◆ QUESTIONS ◆
(A) In the Medicare-for-All bill summary, who introduced the bill, and on what date?
(B) Write the next part of the Medicare-for-All bill summary, picking up after its final sentence.

◆ DOCUMENT TEXT ◆
Official title: To establish an improved Medicare-for-All national health insurance program.
Introduced April 29, 2025 by Pramila Jayapal · Last progress April 29, 2025
The bill trades a single, comprehensive, no‑cost national health program with stronger equity, coverage, and oversight for substantially higher federal spending, major disruption to existing employer/state insurance arrangements, and significant implementation, provider financial, and administrative risks—especially in rural and high‑cost areas.
All U.S. residents eligible under the Act would gain guaranteed, comprehensive coverage (hospital, primary, mental health, maternity/reproductive including abortion and ART, gender-affirming care, LTSS, and transportation) with no cost‑sharing, reducing uninsured rates and out‑of‑pocket medical costs for almost everyone.
Prohibits balance billing and eliminates patient cost‑sharing for covered benefits, protecting people from surprise bills and large out‑of‑pocket charges.
People with disabilities get faster access to benefits (including removal of the 24‑month waiting period) and the law expands home- and community‑based services and transportation supports, improving access to needed care and reducing institutionalization.
The program would substantially increase federal spending and require large initial appropriations and ongoing budget commitments, likely increasing fiscal pressure on taxpayers and potentially necessitating higher taxes or reallocation of other federal funds.
Private duplicate coverage would be barred and many existing employer‑sponsored options (and some federal plans like FEHB/TRICARE) would be eliminated for eligible people, disrupting employer benefits, reducing supplemental coverage options, and affecting workers and employers across the country.

◆ SOURCE MATERIAL ◆
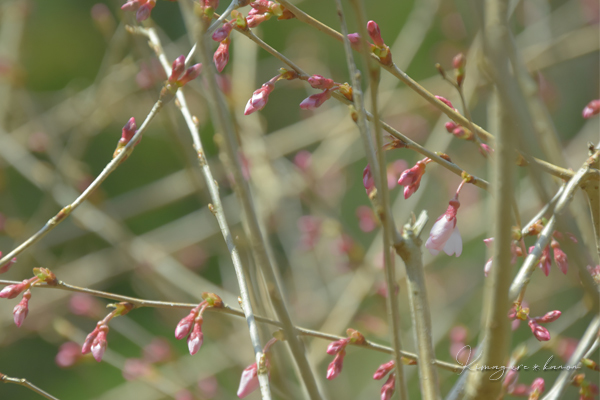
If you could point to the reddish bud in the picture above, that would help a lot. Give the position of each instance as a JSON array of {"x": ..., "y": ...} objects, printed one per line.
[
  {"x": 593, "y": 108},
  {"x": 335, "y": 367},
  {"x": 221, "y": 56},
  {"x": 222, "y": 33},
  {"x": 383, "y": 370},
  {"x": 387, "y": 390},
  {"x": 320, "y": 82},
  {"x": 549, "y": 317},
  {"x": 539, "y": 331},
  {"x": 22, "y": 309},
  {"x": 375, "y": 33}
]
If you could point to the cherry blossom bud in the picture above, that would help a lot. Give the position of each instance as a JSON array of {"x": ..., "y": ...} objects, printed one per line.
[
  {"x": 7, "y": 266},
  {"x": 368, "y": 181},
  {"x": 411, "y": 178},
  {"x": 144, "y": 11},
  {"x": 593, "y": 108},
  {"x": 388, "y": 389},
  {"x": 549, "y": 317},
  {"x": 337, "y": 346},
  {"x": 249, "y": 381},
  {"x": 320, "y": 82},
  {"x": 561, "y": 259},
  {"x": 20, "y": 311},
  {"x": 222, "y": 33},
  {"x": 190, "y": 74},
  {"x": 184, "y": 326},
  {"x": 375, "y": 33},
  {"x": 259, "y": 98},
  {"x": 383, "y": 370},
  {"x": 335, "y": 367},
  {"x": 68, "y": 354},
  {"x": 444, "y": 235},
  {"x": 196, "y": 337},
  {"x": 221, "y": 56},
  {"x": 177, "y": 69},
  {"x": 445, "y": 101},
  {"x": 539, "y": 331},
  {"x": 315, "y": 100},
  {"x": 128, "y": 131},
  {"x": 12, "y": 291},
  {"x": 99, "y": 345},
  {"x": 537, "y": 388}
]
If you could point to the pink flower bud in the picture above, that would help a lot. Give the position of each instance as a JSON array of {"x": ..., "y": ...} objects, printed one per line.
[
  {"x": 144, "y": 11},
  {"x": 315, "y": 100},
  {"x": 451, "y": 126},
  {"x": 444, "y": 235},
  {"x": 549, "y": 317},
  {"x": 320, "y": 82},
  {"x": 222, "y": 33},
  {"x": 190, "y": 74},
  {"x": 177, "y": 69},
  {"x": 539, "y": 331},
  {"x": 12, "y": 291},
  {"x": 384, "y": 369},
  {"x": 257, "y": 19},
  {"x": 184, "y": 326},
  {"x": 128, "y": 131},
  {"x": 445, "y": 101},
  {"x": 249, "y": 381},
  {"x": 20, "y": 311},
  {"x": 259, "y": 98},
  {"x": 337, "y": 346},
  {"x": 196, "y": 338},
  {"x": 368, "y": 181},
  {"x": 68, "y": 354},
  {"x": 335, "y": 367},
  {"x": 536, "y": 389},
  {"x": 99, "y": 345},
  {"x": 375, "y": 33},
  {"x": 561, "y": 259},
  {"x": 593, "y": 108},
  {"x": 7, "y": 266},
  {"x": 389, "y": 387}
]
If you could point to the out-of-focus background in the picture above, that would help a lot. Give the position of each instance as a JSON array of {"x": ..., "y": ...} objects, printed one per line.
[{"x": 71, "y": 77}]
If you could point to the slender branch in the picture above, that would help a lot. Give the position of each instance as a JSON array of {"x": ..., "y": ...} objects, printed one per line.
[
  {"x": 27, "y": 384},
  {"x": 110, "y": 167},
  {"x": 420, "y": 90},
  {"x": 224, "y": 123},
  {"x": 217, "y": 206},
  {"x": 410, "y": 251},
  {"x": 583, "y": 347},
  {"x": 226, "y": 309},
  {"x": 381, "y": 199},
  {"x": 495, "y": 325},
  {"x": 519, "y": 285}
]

◆ RESULTS OF THE EXERCISE ◆
(A) Pramila Jayapal introduced it on April 29, 2025.

(B)
Sunsetting Medicare/Medicaid/CHIP payment pathways and ACA Exchanges and transferring beneficiaries into a new federal program risks administrative disruption, temporary coverage or payment gaps for patients and revenue shortfalls for states and providers during the transition.
Based on analysis of 22 sections of legislative text.
Establishes a national Medicare‑for‑All single‑payer program providing comprehensive benefits to all U.S. residents and replaces many federal coverage programs.
Creates a nationwide single-payer “Medicare for All” system that provides comprehensive health care benefits to all U.S. residents and replaces most existing federal health coverage programs. The Department of Health and Human Services would administer eligibility, enrollment, provider participation, a uniform benefits package (including reproductive, mental-health, and long‑term care), a national budgeting process, and a Universal Medicare Trust Fund; benefits generally begin two years after enactment with limited transitional rules starting one year after enactment.